• SET EXERCISE
Write out all of the material below word for word, leaving out the pictures.

--- GIVEN DATA ---

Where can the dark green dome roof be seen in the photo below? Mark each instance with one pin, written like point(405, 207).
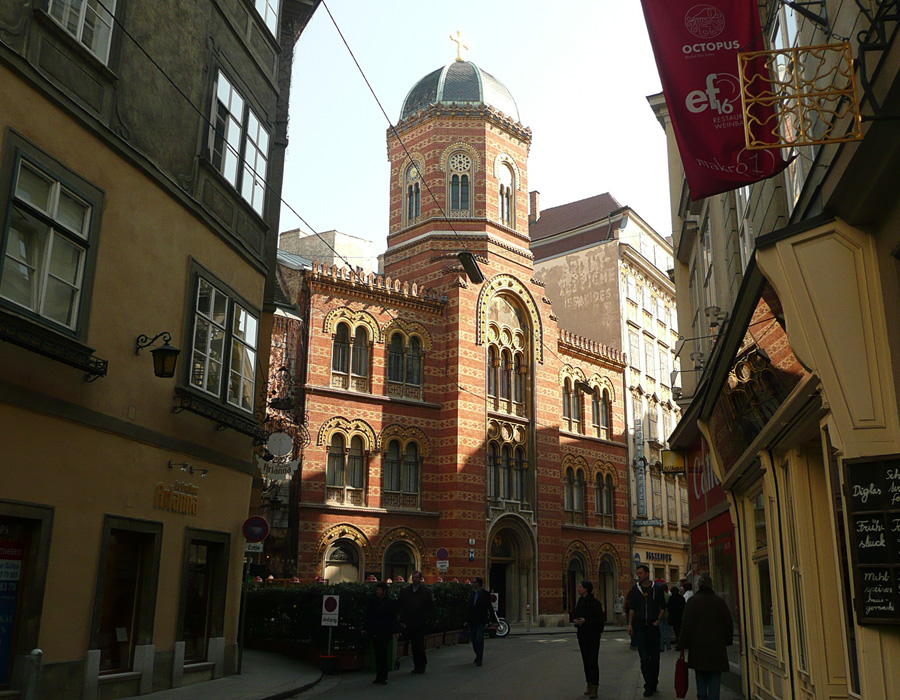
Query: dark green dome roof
point(460, 82)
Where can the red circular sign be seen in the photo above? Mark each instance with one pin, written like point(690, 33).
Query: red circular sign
point(256, 528)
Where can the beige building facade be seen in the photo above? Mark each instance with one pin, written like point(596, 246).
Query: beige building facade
point(790, 289)
point(606, 270)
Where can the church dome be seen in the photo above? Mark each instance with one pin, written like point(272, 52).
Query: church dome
point(460, 82)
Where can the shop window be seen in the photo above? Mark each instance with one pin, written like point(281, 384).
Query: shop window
point(25, 540)
point(764, 627)
point(203, 592)
point(126, 591)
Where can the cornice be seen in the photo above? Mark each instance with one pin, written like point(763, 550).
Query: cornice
point(370, 286)
point(466, 111)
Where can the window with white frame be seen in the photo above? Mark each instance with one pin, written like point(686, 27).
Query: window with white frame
point(89, 21)
point(268, 10)
point(223, 356)
point(239, 144)
point(47, 245)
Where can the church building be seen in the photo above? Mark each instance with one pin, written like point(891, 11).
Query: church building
point(450, 424)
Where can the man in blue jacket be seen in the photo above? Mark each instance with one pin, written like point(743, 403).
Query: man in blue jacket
point(647, 605)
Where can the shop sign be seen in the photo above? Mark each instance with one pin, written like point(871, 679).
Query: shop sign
point(330, 608)
point(179, 497)
point(658, 556)
point(873, 505)
point(674, 462)
point(647, 522)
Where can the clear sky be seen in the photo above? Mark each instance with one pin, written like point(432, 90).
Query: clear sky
point(579, 70)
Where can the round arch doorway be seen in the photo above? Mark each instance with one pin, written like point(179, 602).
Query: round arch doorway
point(510, 566)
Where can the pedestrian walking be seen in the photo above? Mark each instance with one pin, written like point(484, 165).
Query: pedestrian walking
point(381, 623)
point(665, 630)
point(479, 611)
point(675, 610)
point(706, 630)
point(619, 609)
point(415, 602)
point(647, 606)
point(589, 619)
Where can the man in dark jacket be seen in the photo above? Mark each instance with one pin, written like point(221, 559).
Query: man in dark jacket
point(675, 607)
point(381, 623)
point(647, 605)
point(479, 610)
point(589, 619)
point(706, 630)
point(415, 603)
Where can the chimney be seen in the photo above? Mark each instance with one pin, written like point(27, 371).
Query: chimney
point(535, 209)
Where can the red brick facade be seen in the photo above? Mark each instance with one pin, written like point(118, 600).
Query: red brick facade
point(489, 485)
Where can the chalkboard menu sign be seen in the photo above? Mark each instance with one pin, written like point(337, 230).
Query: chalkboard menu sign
point(873, 509)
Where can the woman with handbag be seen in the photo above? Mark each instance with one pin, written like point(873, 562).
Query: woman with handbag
point(706, 631)
point(589, 619)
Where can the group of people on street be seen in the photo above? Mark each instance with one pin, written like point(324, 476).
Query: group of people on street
point(413, 605)
point(702, 624)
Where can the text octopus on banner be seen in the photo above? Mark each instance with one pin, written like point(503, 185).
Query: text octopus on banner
point(696, 47)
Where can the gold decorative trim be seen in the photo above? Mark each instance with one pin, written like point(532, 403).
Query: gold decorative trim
point(354, 318)
point(348, 428)
point(408, 328)
point(802, 96)
point(346, 532)
point(507, 284)
point(404, 433)
point(405, 535)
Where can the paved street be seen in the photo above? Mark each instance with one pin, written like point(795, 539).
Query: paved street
point(516, 668)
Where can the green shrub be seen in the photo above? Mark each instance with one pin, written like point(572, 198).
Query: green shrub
point(294, 614)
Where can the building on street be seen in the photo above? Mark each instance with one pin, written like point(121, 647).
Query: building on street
point(137, 222)
point(788, 296)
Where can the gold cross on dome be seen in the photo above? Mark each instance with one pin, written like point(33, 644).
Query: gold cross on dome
point(460, 46)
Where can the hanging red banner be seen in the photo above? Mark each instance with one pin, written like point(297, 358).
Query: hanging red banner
point(696, 47)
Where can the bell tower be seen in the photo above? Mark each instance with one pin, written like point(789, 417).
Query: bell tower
point(459, 178)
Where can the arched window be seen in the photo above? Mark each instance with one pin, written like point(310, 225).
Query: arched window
point(345, 471)
point(398, 562)
point(610, 495)
point(360, 352)
point(519, 380)
point(494, 470)
point(577, 424)
point(492, 371)
point(401, 475)
point(392, 467)
point(355, 464)
point(567, 404)
point(342, 564)
point(505, 375)
point(599, 495)
point(413, 195)
point(414, 361)
point(334, 472)
point(507, 202)
point(459, 170)
point(579, 492)
point(405, 359)
point(605, 415)
point(519, 475)
point(340, 352)
point(506, 465)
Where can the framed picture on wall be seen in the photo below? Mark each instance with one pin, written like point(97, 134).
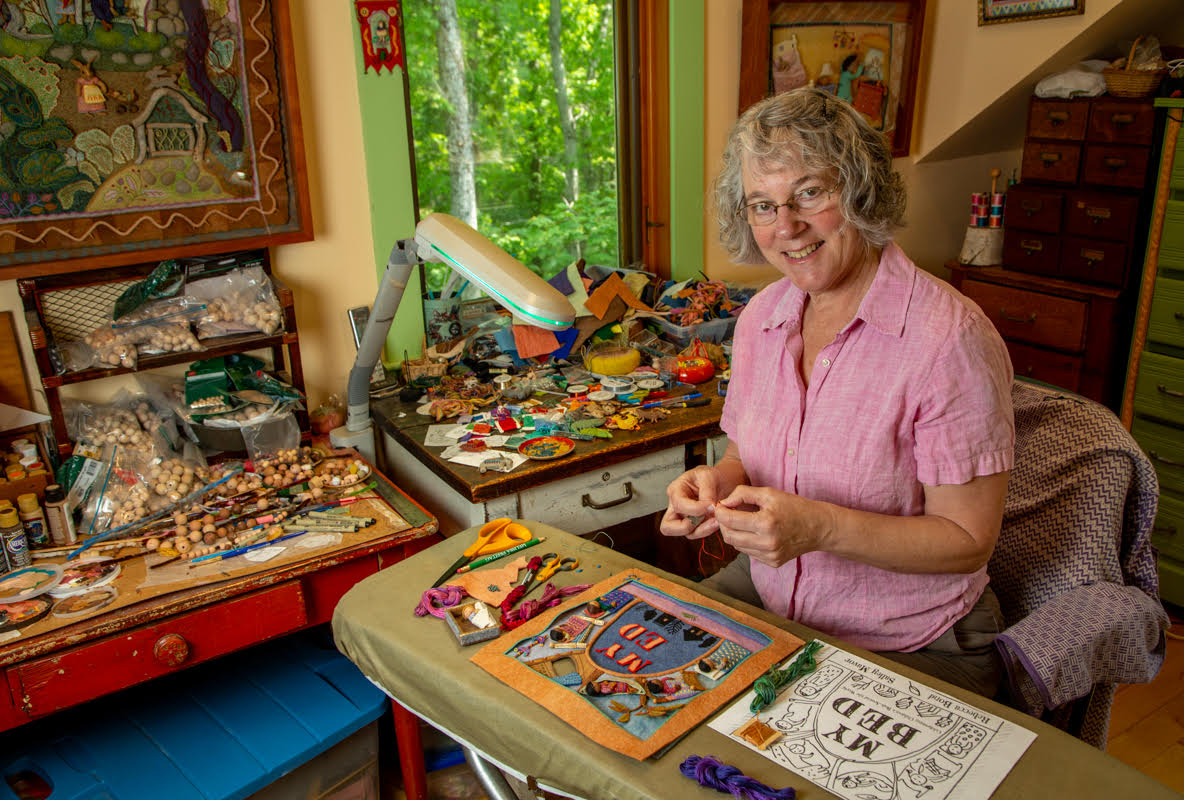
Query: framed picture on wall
point(147, 129)
point(863, 51)
point(1015, 11)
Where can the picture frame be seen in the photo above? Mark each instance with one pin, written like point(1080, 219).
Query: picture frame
point(150, 129)
point(864, 51)
point(991, 12)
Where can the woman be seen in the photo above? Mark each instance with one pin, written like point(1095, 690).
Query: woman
point(869, 412)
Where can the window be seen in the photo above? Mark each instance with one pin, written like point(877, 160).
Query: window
point(526, 124)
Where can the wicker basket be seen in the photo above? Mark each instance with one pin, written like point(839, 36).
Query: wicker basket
point(1124, 82)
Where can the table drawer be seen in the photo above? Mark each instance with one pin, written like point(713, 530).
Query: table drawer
point(1030, 316)
point(1121, 122)
point(1093, 260)
point(117, 662)
point(1169, 530)
point(1057, 118)
point(1050, 162)
point(1159, 387)
point(1166, 323)
point(1164, 446)
point(1099, 215)
point(1046, 366)
point(1027, 251)
point(1031, 208)
point(1115, 165)
point(622, 491)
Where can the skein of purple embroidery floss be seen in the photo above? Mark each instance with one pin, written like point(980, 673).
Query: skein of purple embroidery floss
point(726, 778)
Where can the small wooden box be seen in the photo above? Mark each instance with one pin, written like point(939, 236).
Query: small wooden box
point(464, 631)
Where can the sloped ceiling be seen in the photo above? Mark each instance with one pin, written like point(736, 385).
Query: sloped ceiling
point(1003, 63)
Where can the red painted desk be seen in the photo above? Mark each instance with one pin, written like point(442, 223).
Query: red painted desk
point(156, 627)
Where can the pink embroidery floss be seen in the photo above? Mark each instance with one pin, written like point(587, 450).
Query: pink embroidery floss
point(728, 779)
point(437, 601)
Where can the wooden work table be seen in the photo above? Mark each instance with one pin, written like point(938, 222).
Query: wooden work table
point(180, 615)
point(602, 483)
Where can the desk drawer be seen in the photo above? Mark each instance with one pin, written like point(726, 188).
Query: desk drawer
point(1166, 323)
point(1030, 316)
point(1159, 387)
point(623, 491)
point(110, 664)
point(1164, 446)
point(1169, 530)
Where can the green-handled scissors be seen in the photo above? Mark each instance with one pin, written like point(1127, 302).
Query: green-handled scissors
point(494, 536)
point(548, 568)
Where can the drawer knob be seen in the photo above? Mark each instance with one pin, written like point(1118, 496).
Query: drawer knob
point(1029, 318)
point(591, 503)
point(171, 650)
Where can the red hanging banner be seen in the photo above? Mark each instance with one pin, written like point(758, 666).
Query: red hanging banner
point(381, 38)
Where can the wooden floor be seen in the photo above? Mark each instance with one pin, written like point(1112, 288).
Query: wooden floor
point(1147, 721)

---

• RESULT FOR THIS EXERCISE
Where can the dark green dome roof be seen in the photo below? Mark each instance with one pin, written like point(405, 207).
Query: dark green dome roof
point(460, 82)
Where can the red circular sign be seen in the photo above? Mark each instance with one pin, written like point(690, 33).
Query: red circular sign
point(256, 528)
Where can the beige building facade be seen in the photo above? Mark each instance with one pin, written like point(596, 246).
Query: beige building facade
point(790, 289)
point(606, 270)
Where can the church dome be seen in the photo above? Mark each instance with one pin, written like point(272, 52).
Query: church dome
point(460, 82)
Where can the shop window be seen in the photo above? Mark each instance with one pin, written like point(281, 384).
Query: shop window
point(25, 540)
point(764, 627)
point(203, 592)
point(126, 591)
Where can the cornice be seen in the photo above? Mark each instance with one pin, written like point(763, 550).
Query: cornice
point(370, 286)
point(466, 111)
Where can the window with white frame be seen in the photo above? Mark each instance with one pin, written like point(686, 27).
Query: window with white frame
point(89, 21)
point(268, 10)
point(223, 356)
point(239, 144)
point(47, 245)
Where can the church building be seen in the photo above? Mark each instance with one pin, written like point(891, 11).
Query: church building
point(450, 424)
Where can the man in blue jacket be seen in the photo above? Mark each instance with one pin, written like point(743, 403).
Query: man in blue jacket
point(647, 605)
Where can the shop sign be seen in the photo above? Mark each instance with one pin, written like point(871, 679).
Query: shop sign
point(330, 608)
point(179, 497)
point(658, 556)
point(873, 505)
point(674, 462)
point(647, 522)
Where can the clear sky be seen in the photo above? Mark each instance with one pin, written like point(432, 90).
Query: clear sky
point(579, 70)
Where can the round arch doorway be seen in the photo above? Mark each instance with one pin, written like point(179, 602).
Query: round arch doorway
point(510, 566)
Where can the pedestrian walking be seen in the photo above? Mark each instance with one pin, written like point(484, 165).
Query: pedestrian walking
point(381, 623)
point(665, 630)
point(479, 611)
point(675, 610)
point(706, 630)
point(619, 609)
point(415, 602)
point(647, 606)
point(589, 619)
Where can the man in dark jacket be seen in the photo above? Mark each instance with one pin, written like point(221, 559).
Query: man in dark jacket
point(675, 607)
point(381, 623)
point(647, 605)
point(479, 610)
point(589, 619)
point(706, 630)
point(415, 603)
Where can the chimney be seen in the photo above? Mark each instance with one pin, written like point(27, 371).
Query: chimney
point(535, 209)
Where can the red brick facade be seen in the photo above? Mark each instance with one pin, written like point(118, 600).
Query: red brick facade
point(489, 485)
Where can the chalkboard menu sign be seen in the photo above? Mark each instance with one pin, written like point(337, 230).
Query: chalkboard menu sign
point(873, 509)
Where can the woman with handbag be seen in the photo above? Mark each instance with one pin, written like point(873, 562).
Query: woman with handbag
point(706, 631)
point(589, 619)
Where can the group of people on street be seen in the photo above? Mark each instance with one pin, written like point(324, 476).
Query: group of people on street
point(413, 605)
point(702, 624)
Where can the text octopus on banner be seen in the photo above? Mark each instance with one pin, written like point(503, 185).
Query: text octopus on banner
point(696, 47)
Where can the gold decorative trim be seen in the photo above? Mark each instance with one pin, written like point(532, 403).
Query: gold decorative trim
point(354, 318)
point(348, 428)
point(408, 328)
point(802, 96)
point(346, 532)
point(507, 284)
point(404, 433)
point(405, 535)
Where can the paved street be seen in the photo above? Mark each instance with one pin, written like point(795, 539).
Query: paved street
point(516, 668)
Where can the green shrub be seen in the photo above? Mark each instance with one pin, written like point(572, 198).
Query: green shrub
point(294, 614)
Where can the building on street be seen in the photo above? Mark each instance with one pin, written like point(121, 647).
Query: building on street
point(137, 222)
point(788, 296)
Where can the gold cross on dome be seen in the photo above? Mark each instance with one pin, written like point(33, 644).
Query: gold cross on dome
point(460, 46)
Where can the hanging red banner be seen in the photo above? Mark each instance with one pin, written like point(297, 358).
Query: hanging red banner
point(696, 47)
Where can the bell tower be seen in the photo above? Mark each instance with one pin, written like point(789, 417).
Query: bell tower
point(459, 178)
Where can the arched window be seen in the photo above? Mark each instance with one pin, written like point(310, 225).
Query: arched window
point(345, 471)
point(398, 562)
point(610, 495)
point(360, 352)
point(519, 380)
point(494, 470)
point(577, 424)
point(492, 371)
point(401, 475)
point(392, 467)
point(355, 464)
point(567, 404)
point(342, 564)
point(505, 375)
point(599, 495)
point(413, 195)
point(414, 361)
point(334, 472)
point(507, 202)
point(459, 170)
point(579, 492)
point(405, 359)
point(605, 415)
point(519, 475)
point(340, 352)
point(506, 465)
Where can the framed picture on wall be seen in the photo below? Mark each instance with one pin, written like point(97, 134).
Query: framed picture on wall
point(147, 129)
point(863, 51)
point(1015, 11)
Where can the picture frame be seen in the photo above? Mark each instance with one pin, written like point(1080, 219).
Query: picture frame
point(150, 129)
point(864, 51)
point(991, 12)
Where can the woman be seen in the photo above? Mark each instance with one pin, written like point(1095, 690).
Query: woman
point(869, 412)
Where can the window be seen in the photo above? Mark each instance with one pin, written like point(877, 160).
Query: window
point(526, 124)
Where can the wicker basket be seen in the photo above? Mark each instance with one pin, written like point(839, 36).
Query: wicker basket
point(1124, 82)
Where can the table drawer be seen in the photo above? Mark each instance with one pin, written like point(713, 530).
Query: table drawer
point(1030, 316)
point(1121, 122)
point(1093, 260)
point(117, 662)
point(1169, 530)
point(1057, 118)
point(1050, 162)
point(1159, 387)
point(1166, 323)
point(1164, 446)
point(1099, 215)
point(1046, 366)
point(1027, 251)
point(1031, 208)
point(1115, 165)
point(622, 491)
Where can the skein of purple embroidery floss be seen in the photo above? Mark each instance with one pin, written like point(980, 673).
Query: skein of purple embroidery floss
point(726, 778)
Where can the small wooden box be seen in the photo above? Mark each instance with one pin, written like point(939, 236).
Query: small wooden box
point(464, 631)
Where can the sloped ceiling be seen in the photo above? Mark each instance with one pin, written like point(736, 385).
Query: sloped ceiling
point(1003, 63)
Where can the red painted desk be seen in the photo above? Mark each instance with one pin, written like point(442, 223).
Query: red painted desk
point(156, 627)
Where can the pink embroidery floss be seen in the photo above? Mark each instance with one pin, written like point(587, 450).
Query: pink embroidery floss
point(728, 779)
point(437, 601)
Where can the wooden work table be seen in the photo above? Mark each instance with one pin, written like point(938, 222).
Query: wooden work table
point(180, 615)
point(602, 483)
Where can the desk drawer be seen in the photo above? Mark each instance with one pin, written like point(726, 188).
Query: desk drawer
point(1166, 323)
point(1030, 316)
point(1159, 387)
point(623, 491)
point(110, 664)
point(1164, 446)
point(1169, 530)
Where can the green-handled scissors be seen in the photo above? Mark each instance with one pin, written like point(1127, 302).
Query: green-handled scissors
point(494, 536)
point(548, 568)
Where can the drawer knob be seen in the photo above? Mark each instance with one pin, written like point(1118, 496).
Query: drawer knob
point(1029, 318)
point(591, 503)
point(171, 650)
Where can the red hanging banner be seen in the photo above? Mark each instance with one pin, written like point(758, 666).
Query: red hanging banner
point(381, 38)
Where can the wooden floor be seen in the photo above? Mark each instance with one pin, written like point(1112, 288).
Query: wooden floor
point(1147, 721)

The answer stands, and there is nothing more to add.